LO QUE SE PIDE:
a - Repite al pie de la letra el pasaje del texto sobre Inocencio III que empieza con "Para comprender los" y sigue hasta "su habilidad literaria.".
b - Sigue escribiendo el texto sobre Inocencio III a partir de donde termina.

Cabe notar que la dificultad de construir un personaje literario como Inocencio es notable: si bien la dibuja previamente LAveaga desde los ojos de Lotario al hablar del Papa, el narrador debe dar un giro cardinal al momento de que De Segni asume que es el Vicario de Cristo. Tal es la razón del título de la obra, que coincide con una pintura del Giotto que lleva el mismo nombre.

El sueño de Inocencio. Giotto
Son ciertamente los años del papado de Lotario de Segni como Inocencio III los que más interesan a Laveaga. Y el parteaguas del tono de la novela: si bien la parte que se ocupa de la vida secular de Lotario es ágil, contrastante; la que corresponde al papado --a partir de la página 183-- es fascinante, con diálogos refinados, irónicos, y situaciones asombrosas: el personaje de Laveaga ha dejado atrás su yo, su ego, en función de un ideal colectivo, de largo alcance. Tal es el atractivo de Inocencio III, un león egoísta. Un rey que debe decidir y controlar el destino de todos los reyes y sus súbditos en la tierra.

Para comprender los contrastes de este hombre y Papa, Laveaga adopta un recurso narrativo interesante: las reflexiones del viejo padre Alvar en su lecho de muerte; y la cólera de Felipe "Augusto", rey de Francia, donde despliega toda su habilidad literaria.

En realidad --como producto de una primera lectura, esta segunda parte es la más destacada--, ya que el personaje no ofrece descanso ni al autor ni al lector: hay que seguir el paso endemoniado de un hombre hiperactivo, que no tiene tiempo ni voluntad para que su proyecto se vea retrasado ni un solo minuto. Los únicos breves paréntesis --llevados con extrema inteligencia-- son los instantes dedicados a las mujeres que amó en su vida seglar, mas sin dejar de ser Papa.

MATERIAL MOSTRADO:
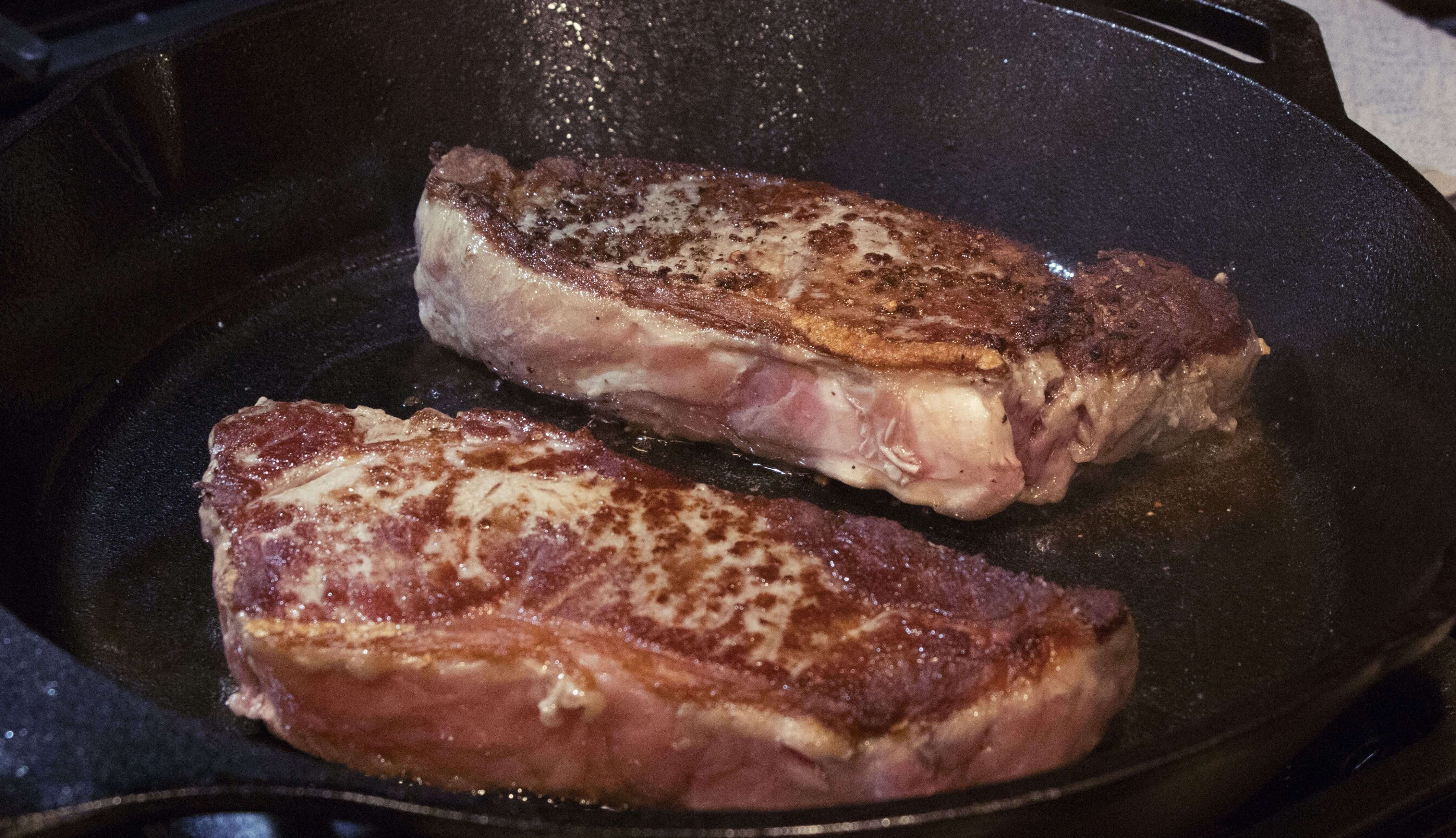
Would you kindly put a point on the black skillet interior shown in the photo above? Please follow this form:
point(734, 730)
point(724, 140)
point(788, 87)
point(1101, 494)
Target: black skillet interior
point(231, 219)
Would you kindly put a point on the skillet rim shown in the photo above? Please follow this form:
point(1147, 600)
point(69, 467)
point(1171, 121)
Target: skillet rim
point(1343, 670)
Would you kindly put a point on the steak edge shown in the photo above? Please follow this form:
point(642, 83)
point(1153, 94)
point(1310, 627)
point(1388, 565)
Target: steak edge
point(488, 602)
point(874, 344)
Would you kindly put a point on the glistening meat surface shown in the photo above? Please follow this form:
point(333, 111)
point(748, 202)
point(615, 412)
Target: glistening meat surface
point(879, 345)
point(488, 602)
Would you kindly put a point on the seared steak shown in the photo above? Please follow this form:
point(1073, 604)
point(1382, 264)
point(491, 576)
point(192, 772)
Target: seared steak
point(879, 345)
point(488, 602)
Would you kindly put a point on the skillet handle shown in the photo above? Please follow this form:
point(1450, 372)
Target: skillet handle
point(1283, 37)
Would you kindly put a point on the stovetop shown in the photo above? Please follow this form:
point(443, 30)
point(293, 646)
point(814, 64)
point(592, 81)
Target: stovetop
point(1385, 769)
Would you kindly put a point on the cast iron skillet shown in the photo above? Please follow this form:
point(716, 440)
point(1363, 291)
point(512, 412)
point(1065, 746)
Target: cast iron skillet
point(229, 217)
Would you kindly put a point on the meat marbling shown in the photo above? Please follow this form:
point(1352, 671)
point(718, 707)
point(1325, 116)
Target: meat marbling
point(488, 602)
point(879, 345)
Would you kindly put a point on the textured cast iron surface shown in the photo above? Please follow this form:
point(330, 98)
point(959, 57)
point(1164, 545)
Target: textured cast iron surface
point(231, 220)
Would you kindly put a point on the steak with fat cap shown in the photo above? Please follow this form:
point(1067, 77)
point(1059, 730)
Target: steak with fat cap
point(488, 602)
point(883, 347)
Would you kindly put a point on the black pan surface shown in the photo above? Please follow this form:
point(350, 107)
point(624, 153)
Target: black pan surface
point(229, 219)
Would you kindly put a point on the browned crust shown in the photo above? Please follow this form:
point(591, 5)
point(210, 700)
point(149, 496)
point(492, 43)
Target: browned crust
point(959, 629)
point(967, 300)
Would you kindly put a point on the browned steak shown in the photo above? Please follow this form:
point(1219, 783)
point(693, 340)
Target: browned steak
point(488, 602)
point(879, 345)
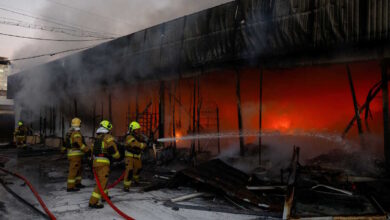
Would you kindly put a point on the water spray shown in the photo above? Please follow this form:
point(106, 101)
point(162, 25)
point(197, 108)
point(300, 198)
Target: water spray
point(226, 135)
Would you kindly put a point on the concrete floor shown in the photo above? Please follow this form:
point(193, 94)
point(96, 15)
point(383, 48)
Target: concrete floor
point(74, 205)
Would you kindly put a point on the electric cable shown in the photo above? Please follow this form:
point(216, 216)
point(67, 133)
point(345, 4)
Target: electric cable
point(53, 21)
point(49, 54)
point(52, 39)
point(61, 30)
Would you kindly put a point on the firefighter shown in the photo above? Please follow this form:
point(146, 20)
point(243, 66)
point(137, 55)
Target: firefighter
point(76, 148)
point(20, 135)
point(133, 148)
point(103, 148)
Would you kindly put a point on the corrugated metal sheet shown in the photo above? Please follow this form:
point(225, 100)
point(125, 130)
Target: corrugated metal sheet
point(274, 33)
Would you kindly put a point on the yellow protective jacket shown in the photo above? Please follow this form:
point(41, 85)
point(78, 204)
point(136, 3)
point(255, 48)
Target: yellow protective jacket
point(103, 147)
point(77, 146)
point(21, 131)
point(133, 146)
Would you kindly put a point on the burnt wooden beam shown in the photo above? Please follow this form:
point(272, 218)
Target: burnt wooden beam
point(110, 107)
point(93, 119)
point(260, 112)
point(161, 110)
point(137, 105)
point(199, 103)
point(219, 138)
point(75, 107)
point(372, 94)
point(102, 111)
point(355, 104)
point(173, 118)
point(239, 115)
point(192, 153)
point(385, 100)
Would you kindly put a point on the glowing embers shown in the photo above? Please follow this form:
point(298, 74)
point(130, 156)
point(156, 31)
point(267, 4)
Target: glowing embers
point(282, 123)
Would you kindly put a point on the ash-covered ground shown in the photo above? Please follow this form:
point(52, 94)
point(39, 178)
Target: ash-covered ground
point(48, 176)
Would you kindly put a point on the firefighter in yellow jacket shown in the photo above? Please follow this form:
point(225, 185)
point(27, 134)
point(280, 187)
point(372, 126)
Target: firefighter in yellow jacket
point(103, 148)
point(134, 147)
point(20, 134)
point(76, 148)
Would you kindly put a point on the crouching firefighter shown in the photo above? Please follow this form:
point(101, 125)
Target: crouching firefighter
point(103, 149)
point(133, 149)
point(75, 146)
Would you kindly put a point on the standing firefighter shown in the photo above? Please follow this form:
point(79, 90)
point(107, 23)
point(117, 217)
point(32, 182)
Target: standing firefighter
point(103, 148)
point(76, 147)
point(20, 134)
point(134, 147)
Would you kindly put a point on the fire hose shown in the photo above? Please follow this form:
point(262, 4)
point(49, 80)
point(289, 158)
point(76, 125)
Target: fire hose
point(117, 181)
point(108, 199)
point(52, 217)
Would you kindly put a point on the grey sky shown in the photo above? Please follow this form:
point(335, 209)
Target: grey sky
point(116, 17)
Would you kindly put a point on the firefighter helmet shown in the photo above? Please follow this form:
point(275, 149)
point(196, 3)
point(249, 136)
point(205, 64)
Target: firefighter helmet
point(134, 126)
point(76, 122)
point(106, 124)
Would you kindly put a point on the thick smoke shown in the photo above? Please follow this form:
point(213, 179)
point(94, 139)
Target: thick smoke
point(47, 87)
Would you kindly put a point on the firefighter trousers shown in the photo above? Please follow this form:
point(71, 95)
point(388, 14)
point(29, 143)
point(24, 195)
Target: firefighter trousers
point(102, 171)
point(133, 169)
point(20, 141)
point(75, 171)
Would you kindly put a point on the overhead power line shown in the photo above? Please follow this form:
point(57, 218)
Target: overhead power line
point(52, 39)
point(70, 32)
point(88, 12)
point(49, 54)
point(53, 21)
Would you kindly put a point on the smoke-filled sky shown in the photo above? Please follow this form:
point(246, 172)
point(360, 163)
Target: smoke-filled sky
point(112, 18)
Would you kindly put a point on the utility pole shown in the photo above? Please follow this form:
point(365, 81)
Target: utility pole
point(385, 100)
point(239, 115)
point(260, 112)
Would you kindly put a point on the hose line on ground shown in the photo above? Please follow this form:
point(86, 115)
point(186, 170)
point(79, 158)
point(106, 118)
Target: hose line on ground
point(117, 181)
point(23, 200)
point(52, 217)
point(108, 199)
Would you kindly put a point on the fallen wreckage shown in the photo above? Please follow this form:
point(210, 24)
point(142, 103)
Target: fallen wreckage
point(304, 192)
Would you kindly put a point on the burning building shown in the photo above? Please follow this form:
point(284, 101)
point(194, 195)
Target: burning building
point(309, 66)
point(296, 67)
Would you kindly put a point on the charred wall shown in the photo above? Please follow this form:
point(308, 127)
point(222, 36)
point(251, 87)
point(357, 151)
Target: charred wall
point(279, 36)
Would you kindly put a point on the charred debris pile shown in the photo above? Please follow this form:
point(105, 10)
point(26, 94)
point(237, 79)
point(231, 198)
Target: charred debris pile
point(314, 190)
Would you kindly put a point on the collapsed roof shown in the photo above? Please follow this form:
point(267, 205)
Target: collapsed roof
point(272, 33)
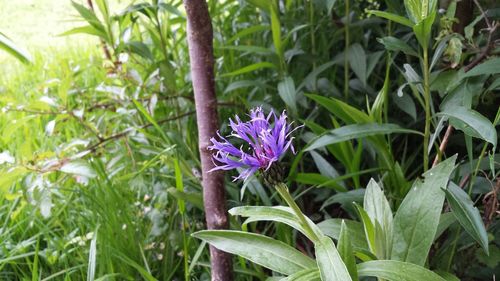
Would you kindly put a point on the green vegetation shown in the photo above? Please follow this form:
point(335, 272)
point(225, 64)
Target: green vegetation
point(395, 174)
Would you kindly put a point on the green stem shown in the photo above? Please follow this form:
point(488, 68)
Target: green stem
point(346, 48)
point(313, 39)
point(427, 101)
point(285, 194)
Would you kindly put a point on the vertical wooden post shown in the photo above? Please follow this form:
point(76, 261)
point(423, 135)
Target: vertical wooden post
point(200, 41)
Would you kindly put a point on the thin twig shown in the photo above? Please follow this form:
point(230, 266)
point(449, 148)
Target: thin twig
point(443, 145)
point(103, 141)
point(484, 54)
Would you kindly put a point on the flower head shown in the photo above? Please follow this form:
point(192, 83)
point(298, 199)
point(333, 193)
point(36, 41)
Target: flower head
point(262, 143)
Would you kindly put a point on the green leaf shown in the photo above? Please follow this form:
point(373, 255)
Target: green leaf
point(249, 68)
point(346, 251)
point(378, 209)
point(139, 48)
point(472, 123)
point(355, 131)
point(467, 215)
point(397, 271)
point(277, 213)
point(447, 276)
point(368, 227)
point(486, 68)
point(89, 29)
point(80, 168)
point(357, 61)
point(179, 185)
point(288, 94)
point(332, 228)
point(170, 8)
point(262, 4)
point(445, 221)
point(7, 45)
point(423, 30)
point(416, 221)
point(348, 197)
point(304, 275)
point(192, 197)
point(342, 110)
point(276, 28)
point(8, 178)
point(260, 249)
point(393, 17)
point(330, 264)
point(248, 48)
point(395, 44)
point(320, 180)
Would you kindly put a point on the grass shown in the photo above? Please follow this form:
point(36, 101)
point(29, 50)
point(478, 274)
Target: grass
point(131, 217)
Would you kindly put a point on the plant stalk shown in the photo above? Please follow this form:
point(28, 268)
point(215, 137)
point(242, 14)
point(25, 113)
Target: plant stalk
point(346, 48)
point(200, 43)
point(285, 194)
point(427, 102)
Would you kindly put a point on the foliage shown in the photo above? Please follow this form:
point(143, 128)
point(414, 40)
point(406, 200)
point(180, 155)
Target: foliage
point(99, 156)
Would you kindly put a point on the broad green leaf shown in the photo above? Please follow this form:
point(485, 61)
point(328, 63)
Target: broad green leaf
point(355, 131)
point(262, 4)
point(242, 84)
point(139, 48)
point(357, 61)
point(369, 228)
point(447, 276)
point(342, 110)
point(417, 219)
point(7, 45)
point(260, 249)
point(192, 197)
point(92, 19)
point(320, 180)
point(396, 44)
point(423, 30)
point(249, 68)
point(471, 123)
point(277, 213)
point(486, 68)
point(397, 271)
point(467, 215)
point(304, 275)
point(288, 94)
point(346, 251)
point(332, 228)
point(170, 8)
point(80, 168)
point(393, 17)
point(247, 31)
point(324, 167)
point(89, 29)
point(330, 264)
point(378, 209)
point(249, 49)
point(445, 221)
point(311, 78)
point(348, 197)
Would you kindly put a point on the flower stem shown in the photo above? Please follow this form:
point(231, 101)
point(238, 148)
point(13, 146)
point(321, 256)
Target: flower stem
point(346, 48)
point(285, 194)
point(427, 100)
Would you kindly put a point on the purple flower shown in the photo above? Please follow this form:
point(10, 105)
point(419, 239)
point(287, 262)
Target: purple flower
point(262, 143)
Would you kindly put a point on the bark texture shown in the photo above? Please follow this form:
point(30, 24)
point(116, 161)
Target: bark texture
point(200, 41)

RESPUESTAS EN ORDEN:
a -
Para comprender los contrastes de este hombre y Papa, Laveaga adopta un recurso narrativo interesante: las reflexiones del viejo padre Alvar en su lecho de muerte; y la cólera de Felipe "Augusto", rey de Francia, donde despliega toda su habilidad literaria.

b -
Y hay muchas más cualidades en esta obra, mismas que todo lector descubrirá con gusto en una noche en vigilia o en una lectura paulatina. Y por supuesto, las minucias de las que todo autor se apena cuando alguien las señala; pero esas serían ganas de no disfrutar de un texto que invita a su relectura.







1 comentario:

Luna Imaginaria dijo...

Efectivamente, muuuy buena novela, de esas clásicas "que no quieres soltar, pero tampoco deseas que se termine"; aunque, para desdicha de mis manías como lectora, entre las "minucias" que señalas no puedo perdonar las páginas en blanco, pero... ¿ante quién me quejo? ¿El autor por no revisarlo? ¿El editor por no corregirlo? ¿La imprenta por entregarla tal cuál? ¿Domingo 7 por recomendarlo? Me pareció imperdonable, ¡Fatal! Lástima de trechos perdidos.